*DO THIS*. Print all of the data exactly as written.

-------- RECORD EXTRACTS --------

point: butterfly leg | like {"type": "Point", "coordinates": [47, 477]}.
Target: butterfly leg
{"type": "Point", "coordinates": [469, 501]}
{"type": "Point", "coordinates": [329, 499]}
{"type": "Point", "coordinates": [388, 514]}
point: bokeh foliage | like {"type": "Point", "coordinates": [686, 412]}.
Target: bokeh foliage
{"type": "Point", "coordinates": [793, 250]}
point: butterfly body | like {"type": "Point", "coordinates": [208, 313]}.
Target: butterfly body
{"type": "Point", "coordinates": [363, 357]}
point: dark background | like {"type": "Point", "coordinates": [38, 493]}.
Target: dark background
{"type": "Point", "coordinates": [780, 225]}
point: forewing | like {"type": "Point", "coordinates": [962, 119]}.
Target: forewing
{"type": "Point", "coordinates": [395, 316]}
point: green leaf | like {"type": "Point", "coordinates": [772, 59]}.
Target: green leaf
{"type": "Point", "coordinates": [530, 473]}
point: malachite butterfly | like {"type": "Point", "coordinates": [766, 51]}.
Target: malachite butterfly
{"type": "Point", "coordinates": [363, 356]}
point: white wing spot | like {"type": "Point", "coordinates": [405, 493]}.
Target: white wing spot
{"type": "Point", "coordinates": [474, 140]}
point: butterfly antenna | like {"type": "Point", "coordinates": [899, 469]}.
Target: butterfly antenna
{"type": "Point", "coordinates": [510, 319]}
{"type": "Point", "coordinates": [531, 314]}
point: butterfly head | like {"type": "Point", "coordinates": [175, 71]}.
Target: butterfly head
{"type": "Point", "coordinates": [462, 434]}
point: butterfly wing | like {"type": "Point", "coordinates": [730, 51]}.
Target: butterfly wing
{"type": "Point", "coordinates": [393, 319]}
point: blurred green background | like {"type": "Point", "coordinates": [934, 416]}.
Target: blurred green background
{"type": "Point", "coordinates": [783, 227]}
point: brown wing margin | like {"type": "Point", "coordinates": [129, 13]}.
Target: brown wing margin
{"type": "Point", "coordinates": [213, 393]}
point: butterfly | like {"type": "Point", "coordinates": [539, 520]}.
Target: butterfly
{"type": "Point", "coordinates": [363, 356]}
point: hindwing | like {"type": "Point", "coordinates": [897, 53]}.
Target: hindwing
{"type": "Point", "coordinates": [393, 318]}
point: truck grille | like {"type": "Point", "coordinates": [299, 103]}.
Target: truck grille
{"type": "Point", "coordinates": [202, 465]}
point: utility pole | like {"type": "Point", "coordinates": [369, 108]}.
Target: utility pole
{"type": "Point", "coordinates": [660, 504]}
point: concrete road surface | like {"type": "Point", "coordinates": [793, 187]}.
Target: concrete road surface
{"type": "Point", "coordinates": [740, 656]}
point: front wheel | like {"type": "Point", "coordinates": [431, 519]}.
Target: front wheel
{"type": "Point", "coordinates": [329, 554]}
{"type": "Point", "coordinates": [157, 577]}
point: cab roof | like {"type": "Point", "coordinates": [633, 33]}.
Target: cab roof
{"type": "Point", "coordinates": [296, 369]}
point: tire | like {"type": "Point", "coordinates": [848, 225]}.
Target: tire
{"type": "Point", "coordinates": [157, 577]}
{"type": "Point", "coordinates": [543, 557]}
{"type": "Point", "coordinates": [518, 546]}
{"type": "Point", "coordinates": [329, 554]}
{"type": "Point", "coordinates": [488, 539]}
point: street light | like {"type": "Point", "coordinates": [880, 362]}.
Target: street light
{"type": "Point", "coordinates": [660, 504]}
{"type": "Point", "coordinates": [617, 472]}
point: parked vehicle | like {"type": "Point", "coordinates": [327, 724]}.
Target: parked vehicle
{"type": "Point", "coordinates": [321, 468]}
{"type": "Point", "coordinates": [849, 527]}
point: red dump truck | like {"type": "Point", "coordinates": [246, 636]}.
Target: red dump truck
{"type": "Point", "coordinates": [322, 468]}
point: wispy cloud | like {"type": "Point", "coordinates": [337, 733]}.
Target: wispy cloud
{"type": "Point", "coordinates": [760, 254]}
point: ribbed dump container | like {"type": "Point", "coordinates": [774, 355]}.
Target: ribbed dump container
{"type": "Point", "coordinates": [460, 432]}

--------

*FULL ANSWER*.
point: butterfly leg | like {"type": "Point", "coordinates": [47, 477]}.
Target: butterfly leg
{"type": "Point", "coordinates": [469, 501]}
{"type": "Point", "coordinates": [329, 499]}
{"type": "Point", "coordinates": [388, 514]}
point: bokeh foliage | like {"type": "Point", "coordinates": [686, 412]}.
Target: bokeh foliage
{"type": "Point", "coordinates": [793, 250]}
point: butterfly body | like {"type": "Point", "coordinates": [208, 313]}.
Target: butterfly body
{"type": "Point", "coordinates": [363, 357]}
point: dark background | like {"type": "Point", "coordinates": [38, 493]}.
Target: dark background
{"type": "Point", "coordinates": [780, 225]}
point: forewing | like {"type": "Point", "coordinates": [962, 119]}.
Target: forewing
{"type": "Point", "coordinates": [395, 316]}
point: green leaf | like {"type": "Point", "coordinates": [772, 59]}.
Target: green leaf
{"type": "Point", "coordinates": [530, 473]}
point: malachite butterfly | like {"type": "Point", "coordinates": [766, 51]}.
Target: malachite butterfly
{"type": "Point", "coordinates": [363, 356]}
point: white wing spot | like {"type": "Point", "coordinates": [405, 493]}.
Target: white wing spot
{"type": "Point", "coordinates": [474, 140]}
point: butterfly antenna | like {"type": "Point", "coordinates": [899, 469]}.
Target: butterfly antenna
{"type": "Point", "coordinates": [510, 319]}
{"type": "Point", "coordinates": [531, 314]}
point: butterfly head | like {"type": "Point", "coordinates": [175, 71]}.
Target: butterfly head
{"type": "Point", "coordinates": [462, 434]}
point: butterfly wing | like {"type": "Point", "coordinates": [730, 51]}.
Target: butterfly wing
{"type": "Point", "coordinates": [393, 319]}
point: blurred green background | like {"type": "Point", "coordinates": [934, 416]}.
Target: blurred green background
{"type": "Point", "coordinates": [783, 227]}
point: brown wing margin | like {"type": "Point", "coordinates": [129, 13]}.
Target: brown wing margin
{"type": "Point", "coordinates": [213, 393]}
point: butterfly | like {"type": "Point", "coordinates": [539, 520]}.
Target: butterfly
{"type": "Point", "coordinates": [363, 356]}
point: hindwing | like {"type": "Point", "coordinates": [897, 53]}.
Target: hindwing
{"type": "Point", "coordinates": [393, 318]}
point: truck grille | like {"type": "Point", "coordinates": [299, 103]}.
Target: truck grille
{"type": "Point", "coordinates": [202, 465]}
point: utility pole | like {"type": "Point", "coordinates": [369, 108]}.
Target: utility pole
{"type": "Point", "coordinates": [660, 504]}
point: concrete road surface | like {"type": "Point", "coordinates": [793, 187]}.
Target: concrete road surface
{"type": "Point", "coordinates": [740, 656]}
point: front wheel | like {"type": "Point", "coordinates": [431, 519]}.
Target: front wheel
{"type": "Point", "coordinates": [329, 554]}
{"type": "Point", "coordinates": [157, 577]}
point: cab roof | like {"type": "Point", "coordinates": [633, 33]}.
Target: cab roof
{"type": "Point", "coordinates": [296, 369]}
point: tire | like {"type": "Point", "coordinates": [848, 225]}.
Target: tire
{"type": "Point", "coordinates": [157, 577]}
{"type": "Point", "coordinates": [543, 557]}
{"type": "Point", "coordinates": [518, 546]}
{"type": "Point", "coordinates": [329, 554]}
{"type": "Point", "coordinates": [488, 539]}
point: street light | like {"type": "Point", "coordinates": [880, 362]}.
Target: street light
{"type": "Point", "coordinates": [660, 504]}
{"type": "Point", "coordinates": [617, 472]}
point: parked vehicle | like {"type": "Point", "coordinates": [327, 724]}.
Target: parked vehicle
{"type": "Point", "coordinates": [321, 468]}
{"type": "Point", "coordinates": [849, 527]}
point: red dump truck | like {"type": "Point", "coordinates": [246, 636]}.
Target: red dump truck
{"type": "Point", "coordinates": [322, 468]}
point: wispy cloud | like {"type": "Point", "coordinates": [337, 733]}.
Target: wispy cloud
{"type": "Point", "coordinates": [760, 254]}
point: ribbed dump container | like {"type": "Point", "coordinates": [774, 355]}.
Target: ribbed dump container
{"type": "Point", "coordinates": [460, 432]}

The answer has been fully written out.